Thursday, May 26, 2011

Alan Bennett


"The Uncommon Reader" By Alan Bennett Farrar, Straus and Giroux: 2007


Most people would say both here and across the pond that the Queen of England is a rather dull sort of monarch; but this book portrays her in a far different light and although it is fiction one would only wish it was a true one. Alan Bennett has written a witty and delightful book about reading and used the Queen to be the explorer of great books and how one chance meeting at a bookmobile sitting at the back of the palace changes her life.

If the author can transform an unintellectual queen into interesting and intelligent woman with the use of books, there is hope for all of us. Not everyone in the palace understands the queen's growing hunger for books and many see it as a threat to the empire. The more she reads the more she is able to build a sense of self-determination and to direct her own life. Ah, the power of books. She has help in this in the person of Norman Seakins who helps her on her journey.

This is a short book, a novella really of 120 pages and the evolution of a reader and beyond. It is believable and a lot of fun. There are many good mentions of great books and if someone wanted to expand the lessons that the queen learned from her reading to those of us who read as well it would not be hard. There is lots of humor here as when the queen asks why she cannot read the books from her own library and finds out they are too valuable to read. I liked this book so much I read it twice, and it is staying in my library.

Tuesday, May 24, 2011

Pat Conroy



"My Reading Life" by Pat Conroy Doubleday: 2010

This book is a library book and I have no idea when it is due. It is so well written that I wanted to savor the language and the commentary on books as well as the love that Conroy has for reading. I could not. Still, it was a wonderful journey into Conroy's mind for there is no mistaking this author's love of books. It is a love that unites him with his mother who also loved reading too but not his father who thought of books as furniture. His mother gave all of her children a love of books that lives with them still although she is gone now.

> **GIVEN INSTRUCTION A**:
Answer these questions using the book reviews, one answer per line:
(i) Where is the bookmobile that the Queen encounters sitting?
(ii) How many pages long is "The Uncommon Reader"?
(iii) How did Conroy's father regard books?
The book reviews and the rows have nothing to do with each other.

> **GIVEN DATA**:
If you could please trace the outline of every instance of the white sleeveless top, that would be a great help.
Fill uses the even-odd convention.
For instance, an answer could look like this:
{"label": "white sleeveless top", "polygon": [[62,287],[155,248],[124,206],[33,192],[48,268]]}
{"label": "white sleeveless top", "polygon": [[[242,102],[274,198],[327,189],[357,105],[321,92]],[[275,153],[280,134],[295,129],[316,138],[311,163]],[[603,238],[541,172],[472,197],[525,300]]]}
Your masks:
--
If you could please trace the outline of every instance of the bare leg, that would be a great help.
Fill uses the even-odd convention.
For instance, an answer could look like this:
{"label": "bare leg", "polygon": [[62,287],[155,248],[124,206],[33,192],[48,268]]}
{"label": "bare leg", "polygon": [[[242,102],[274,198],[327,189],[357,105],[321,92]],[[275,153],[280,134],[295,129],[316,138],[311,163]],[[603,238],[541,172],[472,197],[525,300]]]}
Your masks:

> **GIVEN INSTRUCTION B**: Report every line of the rows that contains the string "sleeveless", matching case exactly.

> **ANSWER A**:
(i) At the back of the palace.
(ii) 120 pages.
(iii) As furniture.

> **ANSWER B**:
If you could please trace the outline of every instance of the white sleeveless top, that would be a great help.
{"label": "white sleeveless top", "polygon": [[62,287],[155,248],[124,206],[33,192],[48,268]]}
{"label": "white sleeveless top", "polygon": [[[242,102],[274,198],[327,189],[357,105],[321,92]],[[275,153],[280,134],[295,129],[316,138],[311,163]],[[603,238],[541,172],[472,197],[525,300]]]}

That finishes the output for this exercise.